**QUOTED PASSAGE**
* START *
Biodegradable Straws Could Prevent New Coral from Becoming Expensive Fish Food

Staff
By Staff
6 Min Read

FORT LAUDERDALE, Fla. (AP) — South Florida researchers trying to prevent predatory fish from devouring laboratory-grown coral are grasping at biodegradable straws in an effort to restore what some call the rainforest of the sea.

Scientists around the world have been working for years to address the decline of coral reef populations. Just last summer, reef rescue groups in South Florida and the Florida Keys were trying to save coral from rising ocean temperatures. Besides working to keep existing coral alive, researchers have also been growing new coral in labs and then placing them in the ocean.

But protecting the underwater ecosystem that maintains upwards of 25% of all marine species is not easy. Even more challenging is making sure that coral grown in a laboratory and placed into the ocean doesn’t become expensive fish food.

Marine researcher Kyle Pisano said one problem is that predators like parrot fish attempt to bite and destroy the newly transplanted coral in areas like South Florida, leaving them with less than a 40% survival rate. With projects calling for thousands of coral to be planted over the next year and tens of thousands of coral to be planted over the next decade, the losses add up when coral pieces can cost more than $100 each.

Pisano and his partner, Kirk Dotson, have developed the Coral Fort, claiming the small biodegradable cage that’s made in part with drinking straws boosts the survival rate of transplanted coral to over 90%.

“Parrot fish on the reef really, really enjoy biting a newly transplanted coral,” Pisano said. “They treat it kind of like popcorn.”

Fortunately the fish eventually lose interest in the coral as it matures, but scientists need to protect the coral in the meantime. Stainless steel and PVC pipe barriers have been set up around transplanted coral in the past, but those barriers needed to be cleaned of algae growth and eventually removed.

Pisano had the idea of creating a protective barrier that would eventually dissolve, eliminating the need to maintain or remove it. He began conducting offshore experiments with biodegradable coral cages as part of a master’s degree program at Nova Southeastern University. He used a substance called polyhydroxyalkanoate, a biopolymer derived from the fermentation of canola oil. PHA biodegrades in ocean, leaving only water and carbon dioxide. His findings were published last year.
* END *
**THE TASK**
Extend the news story about biodegradable straw cages for transplanted coral, picking up right after its last sentence.

**RECORD EXTRACTS**
* START *
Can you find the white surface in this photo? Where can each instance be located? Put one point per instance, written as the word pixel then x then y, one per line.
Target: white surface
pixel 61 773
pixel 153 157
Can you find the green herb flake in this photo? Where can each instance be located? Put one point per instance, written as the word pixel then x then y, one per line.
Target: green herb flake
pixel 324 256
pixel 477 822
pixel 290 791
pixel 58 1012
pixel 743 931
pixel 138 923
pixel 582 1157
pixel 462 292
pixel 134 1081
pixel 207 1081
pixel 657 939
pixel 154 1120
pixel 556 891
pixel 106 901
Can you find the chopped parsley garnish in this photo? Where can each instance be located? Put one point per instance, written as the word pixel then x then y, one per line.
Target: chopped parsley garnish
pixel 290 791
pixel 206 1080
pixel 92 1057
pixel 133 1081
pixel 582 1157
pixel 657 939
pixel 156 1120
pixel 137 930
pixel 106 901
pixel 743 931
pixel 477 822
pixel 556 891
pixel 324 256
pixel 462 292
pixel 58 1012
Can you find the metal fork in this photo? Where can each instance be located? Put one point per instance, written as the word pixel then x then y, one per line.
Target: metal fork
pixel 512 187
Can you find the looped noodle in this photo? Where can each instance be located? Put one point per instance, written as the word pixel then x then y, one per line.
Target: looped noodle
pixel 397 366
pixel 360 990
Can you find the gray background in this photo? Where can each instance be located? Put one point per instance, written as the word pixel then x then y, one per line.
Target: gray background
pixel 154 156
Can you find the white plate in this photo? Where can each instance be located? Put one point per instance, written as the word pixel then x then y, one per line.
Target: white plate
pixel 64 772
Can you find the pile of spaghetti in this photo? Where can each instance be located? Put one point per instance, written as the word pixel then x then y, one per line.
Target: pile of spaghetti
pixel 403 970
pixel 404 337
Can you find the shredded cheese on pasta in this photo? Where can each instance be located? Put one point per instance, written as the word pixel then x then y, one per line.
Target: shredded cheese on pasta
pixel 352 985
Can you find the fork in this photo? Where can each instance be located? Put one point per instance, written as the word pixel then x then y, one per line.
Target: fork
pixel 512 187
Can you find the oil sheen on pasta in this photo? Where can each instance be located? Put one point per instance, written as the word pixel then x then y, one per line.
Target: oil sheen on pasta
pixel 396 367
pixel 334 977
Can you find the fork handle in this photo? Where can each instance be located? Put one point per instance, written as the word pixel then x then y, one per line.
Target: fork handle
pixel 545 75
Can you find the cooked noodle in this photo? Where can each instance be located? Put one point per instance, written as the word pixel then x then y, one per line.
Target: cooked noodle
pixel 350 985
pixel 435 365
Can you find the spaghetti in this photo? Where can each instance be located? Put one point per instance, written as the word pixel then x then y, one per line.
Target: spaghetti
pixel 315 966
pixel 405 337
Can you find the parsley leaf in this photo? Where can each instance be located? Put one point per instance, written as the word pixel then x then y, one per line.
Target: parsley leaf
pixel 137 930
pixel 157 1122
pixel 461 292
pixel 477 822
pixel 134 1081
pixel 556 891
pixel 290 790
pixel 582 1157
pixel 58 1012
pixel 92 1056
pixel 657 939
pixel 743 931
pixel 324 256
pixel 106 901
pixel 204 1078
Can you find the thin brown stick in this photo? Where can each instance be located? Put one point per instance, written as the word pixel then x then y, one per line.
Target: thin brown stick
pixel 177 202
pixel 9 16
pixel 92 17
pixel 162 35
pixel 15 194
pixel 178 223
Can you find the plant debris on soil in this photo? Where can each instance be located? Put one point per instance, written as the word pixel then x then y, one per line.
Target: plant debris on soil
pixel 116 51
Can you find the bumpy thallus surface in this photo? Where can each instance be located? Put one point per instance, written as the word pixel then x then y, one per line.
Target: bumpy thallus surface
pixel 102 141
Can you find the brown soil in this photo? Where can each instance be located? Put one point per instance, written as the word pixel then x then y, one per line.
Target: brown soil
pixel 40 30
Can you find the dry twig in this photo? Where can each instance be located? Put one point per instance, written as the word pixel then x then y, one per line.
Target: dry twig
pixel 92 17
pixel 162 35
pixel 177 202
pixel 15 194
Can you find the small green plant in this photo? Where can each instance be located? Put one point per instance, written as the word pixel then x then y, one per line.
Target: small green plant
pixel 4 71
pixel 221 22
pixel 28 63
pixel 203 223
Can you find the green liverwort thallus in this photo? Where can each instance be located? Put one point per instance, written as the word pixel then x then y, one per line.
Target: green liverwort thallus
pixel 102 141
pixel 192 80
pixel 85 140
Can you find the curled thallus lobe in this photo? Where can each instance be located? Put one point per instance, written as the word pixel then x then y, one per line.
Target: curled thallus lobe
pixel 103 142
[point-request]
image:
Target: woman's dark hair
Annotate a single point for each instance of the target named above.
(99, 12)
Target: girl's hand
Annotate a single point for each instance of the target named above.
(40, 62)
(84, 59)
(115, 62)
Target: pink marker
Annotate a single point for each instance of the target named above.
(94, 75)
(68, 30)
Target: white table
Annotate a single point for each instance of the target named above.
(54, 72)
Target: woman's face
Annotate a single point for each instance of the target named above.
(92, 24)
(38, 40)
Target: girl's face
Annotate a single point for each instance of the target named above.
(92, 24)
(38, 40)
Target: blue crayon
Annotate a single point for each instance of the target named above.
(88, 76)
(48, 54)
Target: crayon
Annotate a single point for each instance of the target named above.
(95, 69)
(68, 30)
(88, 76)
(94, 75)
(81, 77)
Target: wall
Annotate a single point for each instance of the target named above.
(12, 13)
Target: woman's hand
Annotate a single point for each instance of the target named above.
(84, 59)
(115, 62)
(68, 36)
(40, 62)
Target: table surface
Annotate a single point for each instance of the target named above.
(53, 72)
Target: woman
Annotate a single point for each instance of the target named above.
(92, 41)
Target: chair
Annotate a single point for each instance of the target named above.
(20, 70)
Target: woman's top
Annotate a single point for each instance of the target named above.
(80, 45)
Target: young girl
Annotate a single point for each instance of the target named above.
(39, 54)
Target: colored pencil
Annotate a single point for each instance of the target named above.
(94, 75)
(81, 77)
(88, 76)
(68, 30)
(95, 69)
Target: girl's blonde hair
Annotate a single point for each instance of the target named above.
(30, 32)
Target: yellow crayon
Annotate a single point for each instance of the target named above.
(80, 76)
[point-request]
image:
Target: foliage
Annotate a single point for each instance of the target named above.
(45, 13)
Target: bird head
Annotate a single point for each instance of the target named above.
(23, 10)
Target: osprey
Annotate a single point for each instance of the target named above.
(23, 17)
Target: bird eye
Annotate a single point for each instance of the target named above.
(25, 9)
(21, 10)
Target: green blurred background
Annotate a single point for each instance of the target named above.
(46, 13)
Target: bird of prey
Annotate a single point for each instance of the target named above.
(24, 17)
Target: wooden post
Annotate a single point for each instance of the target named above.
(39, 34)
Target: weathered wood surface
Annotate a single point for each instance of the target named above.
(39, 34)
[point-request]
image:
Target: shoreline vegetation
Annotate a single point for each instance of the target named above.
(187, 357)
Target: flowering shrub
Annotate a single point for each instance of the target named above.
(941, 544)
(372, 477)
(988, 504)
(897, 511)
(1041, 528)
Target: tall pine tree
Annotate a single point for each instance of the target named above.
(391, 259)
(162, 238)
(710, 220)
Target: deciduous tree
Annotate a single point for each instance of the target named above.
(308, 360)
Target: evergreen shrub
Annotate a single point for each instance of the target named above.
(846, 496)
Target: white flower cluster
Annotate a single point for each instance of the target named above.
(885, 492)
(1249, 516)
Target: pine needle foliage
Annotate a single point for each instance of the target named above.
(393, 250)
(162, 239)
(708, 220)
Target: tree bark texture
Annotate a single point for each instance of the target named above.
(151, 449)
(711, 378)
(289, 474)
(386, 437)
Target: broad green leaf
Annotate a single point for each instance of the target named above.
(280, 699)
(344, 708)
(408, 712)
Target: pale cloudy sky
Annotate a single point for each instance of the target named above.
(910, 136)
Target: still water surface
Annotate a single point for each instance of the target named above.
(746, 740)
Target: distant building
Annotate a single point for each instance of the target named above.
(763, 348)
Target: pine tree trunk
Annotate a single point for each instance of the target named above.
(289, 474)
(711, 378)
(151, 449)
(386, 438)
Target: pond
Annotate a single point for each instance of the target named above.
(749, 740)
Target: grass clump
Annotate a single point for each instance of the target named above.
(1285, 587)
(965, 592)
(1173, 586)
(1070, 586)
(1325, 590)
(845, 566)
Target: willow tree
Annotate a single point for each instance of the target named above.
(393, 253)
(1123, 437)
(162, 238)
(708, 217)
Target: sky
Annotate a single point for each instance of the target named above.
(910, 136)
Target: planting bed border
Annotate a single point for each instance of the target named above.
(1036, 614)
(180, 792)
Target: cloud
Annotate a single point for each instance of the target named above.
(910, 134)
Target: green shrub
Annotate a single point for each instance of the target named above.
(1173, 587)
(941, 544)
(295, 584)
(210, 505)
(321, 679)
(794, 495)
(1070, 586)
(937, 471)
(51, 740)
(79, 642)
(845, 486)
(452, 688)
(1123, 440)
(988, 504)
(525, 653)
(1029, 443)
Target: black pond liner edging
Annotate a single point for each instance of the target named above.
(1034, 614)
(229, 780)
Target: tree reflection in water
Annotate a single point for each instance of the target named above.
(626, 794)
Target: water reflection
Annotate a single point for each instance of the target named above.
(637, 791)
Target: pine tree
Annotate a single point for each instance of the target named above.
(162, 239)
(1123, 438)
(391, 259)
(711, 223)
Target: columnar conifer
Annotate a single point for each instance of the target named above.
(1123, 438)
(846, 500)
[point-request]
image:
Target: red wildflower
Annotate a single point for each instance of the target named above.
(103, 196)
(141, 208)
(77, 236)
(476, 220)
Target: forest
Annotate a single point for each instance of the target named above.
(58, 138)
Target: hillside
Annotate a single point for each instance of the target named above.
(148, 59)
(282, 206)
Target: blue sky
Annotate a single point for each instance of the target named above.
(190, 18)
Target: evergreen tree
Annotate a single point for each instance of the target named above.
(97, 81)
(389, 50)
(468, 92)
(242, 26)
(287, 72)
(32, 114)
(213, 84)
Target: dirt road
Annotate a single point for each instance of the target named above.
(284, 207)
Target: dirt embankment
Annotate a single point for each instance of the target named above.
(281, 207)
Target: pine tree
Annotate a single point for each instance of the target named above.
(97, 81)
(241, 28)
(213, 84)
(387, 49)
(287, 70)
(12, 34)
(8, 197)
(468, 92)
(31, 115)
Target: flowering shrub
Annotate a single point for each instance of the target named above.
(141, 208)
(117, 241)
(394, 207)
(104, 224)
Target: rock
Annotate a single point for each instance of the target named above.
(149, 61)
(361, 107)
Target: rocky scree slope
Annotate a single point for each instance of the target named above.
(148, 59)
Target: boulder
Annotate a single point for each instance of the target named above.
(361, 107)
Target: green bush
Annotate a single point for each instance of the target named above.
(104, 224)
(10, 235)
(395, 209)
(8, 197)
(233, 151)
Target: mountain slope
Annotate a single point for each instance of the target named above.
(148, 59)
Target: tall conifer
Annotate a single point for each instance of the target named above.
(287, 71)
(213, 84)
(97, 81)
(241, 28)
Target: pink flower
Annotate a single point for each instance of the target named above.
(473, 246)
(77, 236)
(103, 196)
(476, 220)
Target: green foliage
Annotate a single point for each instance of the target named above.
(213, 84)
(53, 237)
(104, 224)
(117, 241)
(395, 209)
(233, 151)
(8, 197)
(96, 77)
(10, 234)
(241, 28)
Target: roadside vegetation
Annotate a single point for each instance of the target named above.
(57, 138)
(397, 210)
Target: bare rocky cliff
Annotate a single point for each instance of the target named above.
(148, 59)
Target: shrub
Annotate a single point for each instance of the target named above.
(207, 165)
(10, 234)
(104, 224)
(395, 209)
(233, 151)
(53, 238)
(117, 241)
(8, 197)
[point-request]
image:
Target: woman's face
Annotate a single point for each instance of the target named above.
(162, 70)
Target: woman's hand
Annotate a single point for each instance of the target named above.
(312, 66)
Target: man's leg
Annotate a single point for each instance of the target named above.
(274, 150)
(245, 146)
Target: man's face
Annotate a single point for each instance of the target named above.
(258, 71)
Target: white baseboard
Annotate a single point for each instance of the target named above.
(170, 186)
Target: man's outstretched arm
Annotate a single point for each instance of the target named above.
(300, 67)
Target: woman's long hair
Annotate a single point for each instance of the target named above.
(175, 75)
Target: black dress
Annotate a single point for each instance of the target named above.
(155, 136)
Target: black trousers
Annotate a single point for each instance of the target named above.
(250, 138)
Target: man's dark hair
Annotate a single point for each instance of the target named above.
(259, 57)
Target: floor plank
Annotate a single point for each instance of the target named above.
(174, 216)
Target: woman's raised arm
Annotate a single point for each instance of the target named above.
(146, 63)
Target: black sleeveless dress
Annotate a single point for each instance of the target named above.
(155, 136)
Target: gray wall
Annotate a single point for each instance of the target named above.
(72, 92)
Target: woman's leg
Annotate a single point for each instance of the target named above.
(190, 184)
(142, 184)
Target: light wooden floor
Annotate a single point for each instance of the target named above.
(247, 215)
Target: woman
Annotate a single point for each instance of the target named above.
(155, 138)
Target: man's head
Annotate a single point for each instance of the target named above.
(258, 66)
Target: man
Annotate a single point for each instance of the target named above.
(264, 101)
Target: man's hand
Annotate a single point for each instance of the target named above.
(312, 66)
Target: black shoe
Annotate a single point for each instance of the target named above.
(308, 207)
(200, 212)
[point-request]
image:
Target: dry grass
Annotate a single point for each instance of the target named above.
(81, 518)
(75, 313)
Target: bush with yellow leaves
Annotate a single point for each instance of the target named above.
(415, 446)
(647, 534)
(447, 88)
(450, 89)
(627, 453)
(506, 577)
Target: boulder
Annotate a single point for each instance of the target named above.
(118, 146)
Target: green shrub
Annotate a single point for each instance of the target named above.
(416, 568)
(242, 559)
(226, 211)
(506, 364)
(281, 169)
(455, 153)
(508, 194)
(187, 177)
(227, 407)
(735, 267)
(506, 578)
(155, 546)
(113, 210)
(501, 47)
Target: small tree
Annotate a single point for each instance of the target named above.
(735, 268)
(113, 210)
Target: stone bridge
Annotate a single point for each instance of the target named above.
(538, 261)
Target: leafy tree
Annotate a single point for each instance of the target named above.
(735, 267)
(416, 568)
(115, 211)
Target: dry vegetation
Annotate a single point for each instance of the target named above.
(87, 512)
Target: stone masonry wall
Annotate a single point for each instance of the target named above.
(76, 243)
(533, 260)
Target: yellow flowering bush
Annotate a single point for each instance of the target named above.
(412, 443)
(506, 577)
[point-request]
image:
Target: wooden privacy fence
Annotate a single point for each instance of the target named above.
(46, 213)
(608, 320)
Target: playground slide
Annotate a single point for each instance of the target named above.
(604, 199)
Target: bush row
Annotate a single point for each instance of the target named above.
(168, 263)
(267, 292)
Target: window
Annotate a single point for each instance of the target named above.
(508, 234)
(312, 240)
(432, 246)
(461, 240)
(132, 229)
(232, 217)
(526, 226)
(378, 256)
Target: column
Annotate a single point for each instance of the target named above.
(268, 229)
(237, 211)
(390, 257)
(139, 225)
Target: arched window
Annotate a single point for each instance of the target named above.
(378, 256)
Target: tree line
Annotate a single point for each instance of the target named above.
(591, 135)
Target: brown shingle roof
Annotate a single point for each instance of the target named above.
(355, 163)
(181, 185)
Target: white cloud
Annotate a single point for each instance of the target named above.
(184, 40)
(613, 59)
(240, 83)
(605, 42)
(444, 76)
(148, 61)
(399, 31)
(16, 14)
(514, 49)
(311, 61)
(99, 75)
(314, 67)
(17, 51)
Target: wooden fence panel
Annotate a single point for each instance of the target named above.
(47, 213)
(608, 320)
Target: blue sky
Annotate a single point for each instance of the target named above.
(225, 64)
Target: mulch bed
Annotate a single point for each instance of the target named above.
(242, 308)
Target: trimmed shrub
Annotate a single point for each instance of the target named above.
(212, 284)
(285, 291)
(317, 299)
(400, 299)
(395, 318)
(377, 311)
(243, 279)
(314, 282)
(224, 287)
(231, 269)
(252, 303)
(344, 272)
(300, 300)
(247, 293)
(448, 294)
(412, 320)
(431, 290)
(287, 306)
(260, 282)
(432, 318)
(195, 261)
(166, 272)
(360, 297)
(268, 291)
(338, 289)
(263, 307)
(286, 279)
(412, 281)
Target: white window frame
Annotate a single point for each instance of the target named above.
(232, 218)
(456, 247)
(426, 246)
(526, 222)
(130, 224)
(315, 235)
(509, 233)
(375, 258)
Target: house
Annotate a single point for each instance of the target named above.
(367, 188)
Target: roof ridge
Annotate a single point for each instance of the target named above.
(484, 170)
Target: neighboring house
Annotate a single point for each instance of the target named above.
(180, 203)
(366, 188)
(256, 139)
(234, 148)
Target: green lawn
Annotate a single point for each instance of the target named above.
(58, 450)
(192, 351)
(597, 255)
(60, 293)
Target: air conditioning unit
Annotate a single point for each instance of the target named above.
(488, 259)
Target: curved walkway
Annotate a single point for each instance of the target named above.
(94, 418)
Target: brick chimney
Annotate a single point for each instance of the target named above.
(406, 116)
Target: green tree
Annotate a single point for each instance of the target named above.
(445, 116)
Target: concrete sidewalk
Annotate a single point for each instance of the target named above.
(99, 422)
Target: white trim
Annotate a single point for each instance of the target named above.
* END *
**SOLVED EXERCISE**
The coral cage consists of a limestone disc surrounded by eight vertical phade brand drinking straws, made by Atlanta-based WinCup Inc. The device doesn’t have a top, Pisano said, because the juvenile coral needs sunlight and the parrot fish don’t generally want to position themselves facing downward to eat.

Dotson, a retired aerospace engineer, met Pisano through his professor at Nova Southeastern, and the two formed Reef Fortify Inc. to further develop and market the patent-pending Coral Fort. The first batch of cages were priced at $12 each, but Pisano and Dotson believe that could change as production scales up.

Early prototypes of the cage made from phade’s standard drinking straws were able to protect the coral for about two months before dissolving in the ocean, but that wasn’t quite long enough to outlast the interest of parrot fish. When Pisano and Dotson reached out to phade for help, the company assured them that it could make virtually any custom shape from its biodegradable PHA material.

“But it’s turning out that the boba straws, straight out of the box, work just fine,” Dotson said.

Boba straws are wider and thicker than normal drinking straws. They’re used for a tea-based drink that includes tapioca balls at the bottom of the cup. For Pisano and Dotson, that extra thickness means the straws last just long enough to protect the growing coral before harmlessly disappearing.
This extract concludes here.